◆ Stated problem ◆
Copy every line of the records below, from the line containing "the dirt path" down to the line containing "xmin=154 ymin=397 xmax=546 ymax=433", including both of those lines.

** Start Data listing **

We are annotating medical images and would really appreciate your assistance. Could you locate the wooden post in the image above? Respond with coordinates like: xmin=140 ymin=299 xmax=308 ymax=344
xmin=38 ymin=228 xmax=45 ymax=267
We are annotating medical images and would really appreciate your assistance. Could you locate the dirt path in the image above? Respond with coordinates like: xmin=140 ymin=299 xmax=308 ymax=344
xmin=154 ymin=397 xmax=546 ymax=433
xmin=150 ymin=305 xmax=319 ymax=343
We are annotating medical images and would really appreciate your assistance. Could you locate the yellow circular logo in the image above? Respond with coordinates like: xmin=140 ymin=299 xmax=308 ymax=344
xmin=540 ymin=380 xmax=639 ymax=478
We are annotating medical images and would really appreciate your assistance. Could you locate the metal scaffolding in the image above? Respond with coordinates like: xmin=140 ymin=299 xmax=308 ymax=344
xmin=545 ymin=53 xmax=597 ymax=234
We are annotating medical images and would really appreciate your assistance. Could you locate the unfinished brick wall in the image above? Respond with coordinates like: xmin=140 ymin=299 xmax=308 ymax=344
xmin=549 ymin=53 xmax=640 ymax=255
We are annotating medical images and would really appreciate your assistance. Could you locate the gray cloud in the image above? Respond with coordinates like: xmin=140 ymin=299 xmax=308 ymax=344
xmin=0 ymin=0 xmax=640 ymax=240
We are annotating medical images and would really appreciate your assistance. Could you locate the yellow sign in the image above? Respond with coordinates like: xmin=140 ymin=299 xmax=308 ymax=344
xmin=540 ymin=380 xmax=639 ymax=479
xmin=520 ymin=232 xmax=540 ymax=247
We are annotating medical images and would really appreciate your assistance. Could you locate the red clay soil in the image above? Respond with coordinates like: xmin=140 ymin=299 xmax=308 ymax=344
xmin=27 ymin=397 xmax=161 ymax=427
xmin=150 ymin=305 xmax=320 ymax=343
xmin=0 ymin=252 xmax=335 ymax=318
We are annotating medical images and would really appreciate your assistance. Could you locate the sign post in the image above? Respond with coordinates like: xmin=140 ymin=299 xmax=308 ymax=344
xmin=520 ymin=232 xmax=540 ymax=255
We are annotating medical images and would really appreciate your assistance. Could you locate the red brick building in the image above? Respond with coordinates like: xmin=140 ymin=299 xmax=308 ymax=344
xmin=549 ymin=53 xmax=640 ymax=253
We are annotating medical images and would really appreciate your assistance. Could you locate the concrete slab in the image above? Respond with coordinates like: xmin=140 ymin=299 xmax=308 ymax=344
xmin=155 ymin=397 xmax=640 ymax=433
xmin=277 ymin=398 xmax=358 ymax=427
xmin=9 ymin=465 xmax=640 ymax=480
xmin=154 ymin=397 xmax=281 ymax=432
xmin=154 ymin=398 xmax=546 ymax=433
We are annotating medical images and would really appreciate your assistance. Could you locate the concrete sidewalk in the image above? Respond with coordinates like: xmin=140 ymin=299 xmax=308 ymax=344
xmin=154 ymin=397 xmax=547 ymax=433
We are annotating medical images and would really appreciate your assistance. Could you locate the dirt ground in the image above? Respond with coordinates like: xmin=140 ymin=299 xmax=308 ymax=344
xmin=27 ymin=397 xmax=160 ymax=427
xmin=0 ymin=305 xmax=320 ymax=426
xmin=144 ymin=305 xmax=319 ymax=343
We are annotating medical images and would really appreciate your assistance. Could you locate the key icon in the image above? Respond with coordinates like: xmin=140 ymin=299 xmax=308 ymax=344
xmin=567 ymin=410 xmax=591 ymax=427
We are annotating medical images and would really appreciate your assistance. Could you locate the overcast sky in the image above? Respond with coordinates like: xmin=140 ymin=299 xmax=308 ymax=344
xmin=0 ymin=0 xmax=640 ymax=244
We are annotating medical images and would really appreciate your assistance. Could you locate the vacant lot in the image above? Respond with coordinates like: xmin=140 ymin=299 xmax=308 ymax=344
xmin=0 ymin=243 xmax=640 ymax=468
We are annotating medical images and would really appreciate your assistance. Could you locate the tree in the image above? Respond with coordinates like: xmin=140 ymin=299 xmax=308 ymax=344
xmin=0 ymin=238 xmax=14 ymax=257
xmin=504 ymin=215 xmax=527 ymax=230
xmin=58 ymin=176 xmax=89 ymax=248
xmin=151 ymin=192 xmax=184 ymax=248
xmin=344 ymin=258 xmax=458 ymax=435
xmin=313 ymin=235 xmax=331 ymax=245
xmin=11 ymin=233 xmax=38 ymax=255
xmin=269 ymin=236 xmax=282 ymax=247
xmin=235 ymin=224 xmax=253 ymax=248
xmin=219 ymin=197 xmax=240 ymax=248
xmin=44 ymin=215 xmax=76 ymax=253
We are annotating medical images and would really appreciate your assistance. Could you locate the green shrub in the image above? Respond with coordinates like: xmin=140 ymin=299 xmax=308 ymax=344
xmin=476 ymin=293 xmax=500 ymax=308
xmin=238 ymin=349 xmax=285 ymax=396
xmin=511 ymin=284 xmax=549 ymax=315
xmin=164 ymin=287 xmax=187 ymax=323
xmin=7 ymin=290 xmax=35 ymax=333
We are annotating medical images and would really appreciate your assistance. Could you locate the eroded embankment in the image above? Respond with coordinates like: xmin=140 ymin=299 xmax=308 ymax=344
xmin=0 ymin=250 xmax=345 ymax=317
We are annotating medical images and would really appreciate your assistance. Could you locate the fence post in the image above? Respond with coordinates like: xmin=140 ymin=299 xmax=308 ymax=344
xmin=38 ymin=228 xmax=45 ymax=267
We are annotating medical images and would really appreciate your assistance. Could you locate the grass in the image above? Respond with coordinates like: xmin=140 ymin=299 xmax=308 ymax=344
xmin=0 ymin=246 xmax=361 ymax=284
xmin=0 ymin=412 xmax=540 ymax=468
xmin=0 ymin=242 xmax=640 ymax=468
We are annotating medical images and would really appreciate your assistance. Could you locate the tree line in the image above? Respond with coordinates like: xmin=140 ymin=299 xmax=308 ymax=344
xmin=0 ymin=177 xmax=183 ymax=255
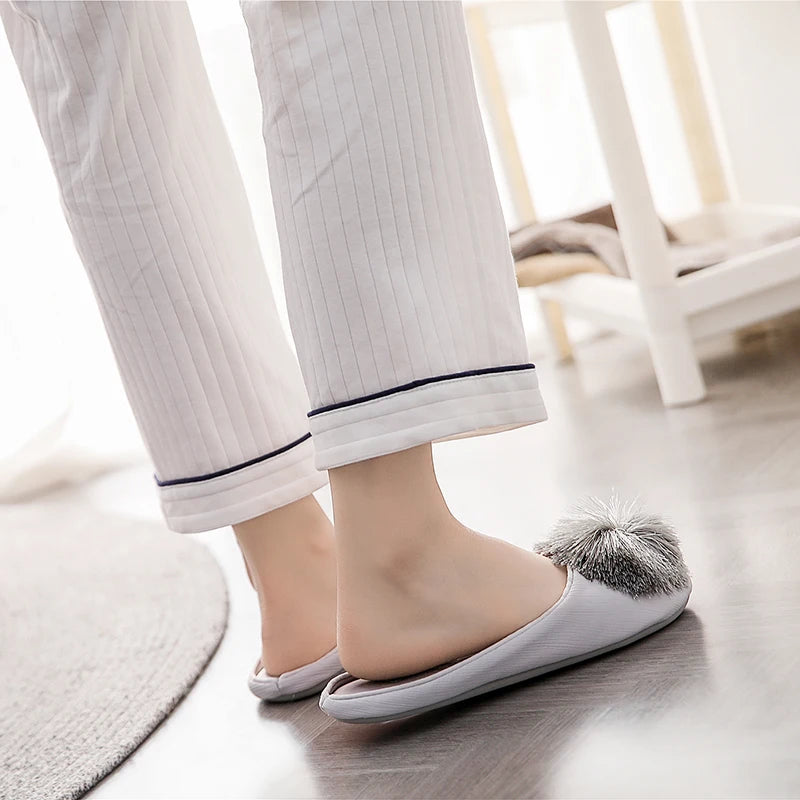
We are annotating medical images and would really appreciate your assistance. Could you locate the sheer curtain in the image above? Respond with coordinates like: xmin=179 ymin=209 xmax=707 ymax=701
xmin=0 ymin=0 xmax=697 ymax=499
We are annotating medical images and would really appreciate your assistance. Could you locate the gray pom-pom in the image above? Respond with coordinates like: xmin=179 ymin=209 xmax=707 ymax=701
xmin=534 ymin=494 xmax=689 ymax=597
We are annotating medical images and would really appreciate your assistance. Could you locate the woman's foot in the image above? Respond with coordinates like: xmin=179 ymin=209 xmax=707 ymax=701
xmin=330 ymin=445 xmax=566 ymax=680
xmin=233 ymin=496 xmax=336 ymax=676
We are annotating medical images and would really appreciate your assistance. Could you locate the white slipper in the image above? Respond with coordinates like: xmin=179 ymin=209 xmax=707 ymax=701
xmin=247 ymin=647 xmax=344 ymax=703
xmin=319 ymin=497 xmax=691 ymax=722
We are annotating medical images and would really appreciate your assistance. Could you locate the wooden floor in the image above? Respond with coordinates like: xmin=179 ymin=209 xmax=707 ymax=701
xmin=81 ymin=316 xmax=800 ymax=800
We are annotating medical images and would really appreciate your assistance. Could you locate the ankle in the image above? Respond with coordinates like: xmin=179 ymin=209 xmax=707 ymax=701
xmin=330 ymin=445 xmax=457 ymax=573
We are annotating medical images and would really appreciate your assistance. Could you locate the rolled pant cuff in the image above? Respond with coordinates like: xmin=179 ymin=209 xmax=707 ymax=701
xmin=309 ymin=364 xmax=547 ymax=469
xmin=158 ymin=435 xmax=328 ymax=533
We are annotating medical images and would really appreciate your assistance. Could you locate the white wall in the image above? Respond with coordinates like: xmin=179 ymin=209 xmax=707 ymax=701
xmin=689 ymin=0 xmax=800 ymax=206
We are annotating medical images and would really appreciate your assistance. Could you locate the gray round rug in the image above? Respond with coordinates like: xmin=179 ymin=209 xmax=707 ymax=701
xmin=0 ymin=501 xmax=228 ymax=800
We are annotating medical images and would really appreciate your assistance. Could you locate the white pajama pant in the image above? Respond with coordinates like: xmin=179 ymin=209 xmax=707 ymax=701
xmin=0 ymin=1 xmax=546 ymax=532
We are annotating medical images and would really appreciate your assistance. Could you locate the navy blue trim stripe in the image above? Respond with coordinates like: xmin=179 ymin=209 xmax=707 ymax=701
xmin=308 ymin=364 xmax=536 ymax=417
xmin=153 ymin=433 xmax=311 ymax=486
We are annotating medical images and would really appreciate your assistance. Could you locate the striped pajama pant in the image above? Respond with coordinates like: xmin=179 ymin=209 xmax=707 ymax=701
xmin=0 ymin=0 xmax=546 ymax=532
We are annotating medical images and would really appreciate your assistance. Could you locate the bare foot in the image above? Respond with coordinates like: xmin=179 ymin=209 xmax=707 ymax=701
xmin=331 ymin=446 xmax=566 ymax=680
xmin=233 ymin=496 xmax=336 ymax=675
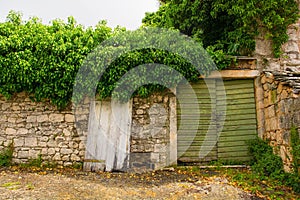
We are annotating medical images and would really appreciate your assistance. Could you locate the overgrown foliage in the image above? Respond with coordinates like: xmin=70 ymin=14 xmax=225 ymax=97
xmin=249 ymin=138 xmax=300 ymax=193
xmin=291 ymin=126 xmax=300 ymax=176
xmin=0 ymin=11 xmax=112 ymax=107
xmin=143 ymin=0 xmax=299 ymax=57
xmin=0 ymin=143 xmax=13 ymax=167
xmin=0 ymin=12 xmax=216 ymax=108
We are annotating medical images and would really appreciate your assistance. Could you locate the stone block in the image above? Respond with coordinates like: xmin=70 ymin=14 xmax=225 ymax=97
xmin=37 ymin=115 xmax=49 ymax=123
xmin=5 ymin=128 xmax=17 ymax=135
xmin=60 ymin=148 xmax=73 ymax=154
xmin=49 ymin=114 xmax=64 ymax=122
xmin=63 ymin=129 xmax=71 ymax=137
xmin=17 ymin=128 xmax=28 ymax=135
xmin=61 ymin=155 xmax=70 ymax=161
xmin=65 ymin=114 xmax=75 ymax=123
xmin=18 ymin=151 xmax=29 ymax=159
xmin=26 ymin=115 xmax=37 ymax=123
xmin=48 ymin=148 xmax=55 ymax=155
xmin=52 ymin=153 xmax=61 ymax=161
xmin=154 ymin=144 xmax=167 ymax=153
xmin=7 ymin=117 xmax=17 ymax=123
xmin=71 ymin=154 xmax=80 ymax=161
xmin=28 ymin=149 xmax=40 ymax=158
xmin=14 ymin=138 xmax=24 ymax=147
xmin=150 ymin=153 xmax=159 ymax=163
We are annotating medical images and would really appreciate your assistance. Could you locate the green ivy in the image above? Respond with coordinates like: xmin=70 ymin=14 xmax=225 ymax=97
xmin=0 ymin=11 xmax=214 ymax=108
xmin=248 ymin=137 xmax=300 ymax=193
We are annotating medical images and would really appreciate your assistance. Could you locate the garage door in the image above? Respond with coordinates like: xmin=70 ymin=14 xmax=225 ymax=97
xmin=177 ymin=79 xmax=257 ymax=162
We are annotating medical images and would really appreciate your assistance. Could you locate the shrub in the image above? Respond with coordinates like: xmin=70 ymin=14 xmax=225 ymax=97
xmin=248 ymin=138 xmax=300 ymax=193
xmin=0 ymin=143 xmax=13 ymax=167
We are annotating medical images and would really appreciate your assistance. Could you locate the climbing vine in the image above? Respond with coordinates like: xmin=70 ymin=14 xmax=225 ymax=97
xmin=0 ymin=12 xmax=213 ymax=108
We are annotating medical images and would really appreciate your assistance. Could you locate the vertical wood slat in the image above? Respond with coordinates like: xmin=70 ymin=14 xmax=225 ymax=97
xmin=84 ymin=100 xmax=132 ymax=171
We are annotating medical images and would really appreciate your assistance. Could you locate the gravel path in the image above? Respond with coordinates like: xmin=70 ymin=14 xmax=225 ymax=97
xmin=0 ymin=169 xmax=256 ymax=200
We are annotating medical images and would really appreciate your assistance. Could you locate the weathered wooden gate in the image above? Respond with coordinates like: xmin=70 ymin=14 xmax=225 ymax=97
xmin=177 ymin=79 xmax=257 ymax=162
xmin=84 ymin=101 xmax=132 ymax=171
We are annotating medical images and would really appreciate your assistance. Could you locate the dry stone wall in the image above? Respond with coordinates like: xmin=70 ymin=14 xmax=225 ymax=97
xmin=256 ymin=17 xmax=300 ymax=171
xmin=130 ymin=92 xmax=176 ymax=170
xmin=0 ymin=93 xmax=88 ymax=166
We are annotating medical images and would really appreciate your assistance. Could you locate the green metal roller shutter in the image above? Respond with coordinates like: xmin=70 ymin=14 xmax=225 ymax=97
xmin=177 ymin=79 xmax=217 ymax=162
xmin=216 ymin=79 xmax=257 ymax=161
xmin=177 ymin=79 xmax=257 ymax=162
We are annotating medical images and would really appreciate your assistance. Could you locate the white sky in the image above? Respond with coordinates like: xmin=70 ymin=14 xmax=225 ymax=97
xmin=0 ymin=0 xmax=159 ymax=30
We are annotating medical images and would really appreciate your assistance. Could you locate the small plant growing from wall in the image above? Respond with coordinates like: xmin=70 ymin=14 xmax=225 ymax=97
xmin=291 ymin=126 xmax=300 ymax=176
xmin=248 ymin=138 xmax=300 ymax=193
xmin=0 ymin=143 xmax=14 ymax=167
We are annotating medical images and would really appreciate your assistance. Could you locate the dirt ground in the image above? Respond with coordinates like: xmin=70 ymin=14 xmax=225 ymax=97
xmin=0 ymin=168 xmax=259 ymax=200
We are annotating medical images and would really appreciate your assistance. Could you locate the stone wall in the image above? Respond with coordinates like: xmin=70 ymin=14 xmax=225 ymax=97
xmin=256 ymin=16 xmax=300 ymax=171
xmin=130 ymin=92 xmax=176 ymax=170
xmin=261 ymin=73 xmax=300 ymax=171
xmin=0 ymin=93 xmax=88 ymax=166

** End Data listing **

◆ Answer for the task ◆
We are annotating medical images and would really appreciate your assistance. Could you locate the dirt path in the image above? Respond with coordinates like: xmin=140 ymin=299 xmax=308 ymax=344
xmin=154 ymin=397 xmax=546 ymax=433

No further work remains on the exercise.